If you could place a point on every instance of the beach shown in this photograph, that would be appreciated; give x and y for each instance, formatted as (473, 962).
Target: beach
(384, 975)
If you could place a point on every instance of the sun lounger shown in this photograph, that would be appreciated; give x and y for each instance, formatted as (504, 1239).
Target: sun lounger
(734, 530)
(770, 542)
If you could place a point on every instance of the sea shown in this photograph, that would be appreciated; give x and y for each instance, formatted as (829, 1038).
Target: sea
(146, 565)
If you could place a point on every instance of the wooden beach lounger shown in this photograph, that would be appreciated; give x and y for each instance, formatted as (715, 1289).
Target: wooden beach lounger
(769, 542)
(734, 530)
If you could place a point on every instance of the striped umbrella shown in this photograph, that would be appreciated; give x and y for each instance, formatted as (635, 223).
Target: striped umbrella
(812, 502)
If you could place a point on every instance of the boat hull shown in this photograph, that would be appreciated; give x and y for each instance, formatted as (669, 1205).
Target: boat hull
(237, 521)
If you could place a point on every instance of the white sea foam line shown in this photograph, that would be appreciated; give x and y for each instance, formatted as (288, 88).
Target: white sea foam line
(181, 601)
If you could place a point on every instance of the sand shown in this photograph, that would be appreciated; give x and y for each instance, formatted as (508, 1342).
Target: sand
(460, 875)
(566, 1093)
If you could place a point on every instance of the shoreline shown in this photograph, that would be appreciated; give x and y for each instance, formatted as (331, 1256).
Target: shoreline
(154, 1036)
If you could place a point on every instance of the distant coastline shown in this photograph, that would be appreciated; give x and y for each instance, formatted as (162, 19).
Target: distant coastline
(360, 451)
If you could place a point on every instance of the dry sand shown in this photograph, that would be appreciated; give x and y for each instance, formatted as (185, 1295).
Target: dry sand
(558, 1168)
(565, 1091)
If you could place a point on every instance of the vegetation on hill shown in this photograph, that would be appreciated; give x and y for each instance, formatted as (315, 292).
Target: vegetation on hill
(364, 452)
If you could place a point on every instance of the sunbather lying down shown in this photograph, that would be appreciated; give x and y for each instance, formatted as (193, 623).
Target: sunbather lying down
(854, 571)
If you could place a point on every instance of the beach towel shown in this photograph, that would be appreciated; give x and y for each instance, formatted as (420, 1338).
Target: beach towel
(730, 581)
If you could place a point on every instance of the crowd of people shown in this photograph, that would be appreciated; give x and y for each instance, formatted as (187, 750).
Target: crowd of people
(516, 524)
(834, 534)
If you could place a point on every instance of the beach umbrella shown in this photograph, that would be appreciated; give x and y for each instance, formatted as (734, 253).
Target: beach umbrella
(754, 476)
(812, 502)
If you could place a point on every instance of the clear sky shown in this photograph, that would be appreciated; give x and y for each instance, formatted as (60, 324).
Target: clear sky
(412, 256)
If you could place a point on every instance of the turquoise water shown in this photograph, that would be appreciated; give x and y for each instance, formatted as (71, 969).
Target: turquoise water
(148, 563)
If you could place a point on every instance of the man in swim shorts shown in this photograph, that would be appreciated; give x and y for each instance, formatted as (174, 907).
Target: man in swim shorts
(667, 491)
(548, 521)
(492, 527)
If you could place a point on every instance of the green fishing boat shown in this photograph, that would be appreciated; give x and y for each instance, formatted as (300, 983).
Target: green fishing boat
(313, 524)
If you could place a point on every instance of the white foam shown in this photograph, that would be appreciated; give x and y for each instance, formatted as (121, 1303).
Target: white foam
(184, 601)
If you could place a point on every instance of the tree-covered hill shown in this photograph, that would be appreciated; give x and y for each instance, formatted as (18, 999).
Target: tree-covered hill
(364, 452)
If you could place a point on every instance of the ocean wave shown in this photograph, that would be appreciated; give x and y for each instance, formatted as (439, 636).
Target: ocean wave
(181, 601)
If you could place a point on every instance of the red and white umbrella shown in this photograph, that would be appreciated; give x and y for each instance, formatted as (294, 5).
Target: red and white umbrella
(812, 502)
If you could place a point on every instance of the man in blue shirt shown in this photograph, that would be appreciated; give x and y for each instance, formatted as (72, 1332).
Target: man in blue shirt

======

• Short problem:
Please lay out the lines starting at the one containing "as (508, 1342)." and ending at the one containing "(566, 1093)" as a Markdown table with columns headed Row and Line, numbering each row and leaving out any blank lines.

• Task result:
| Row | Line |
|---|---|
| 1 | If you could place a point on every instance of the sand shown in this photograph, that would be appreciated; give x and y for each instance, formatted as (508, 1342). |
| 2 | Target: sand |
| 3 | (460, 875) |
| 4 | (566, 1093) |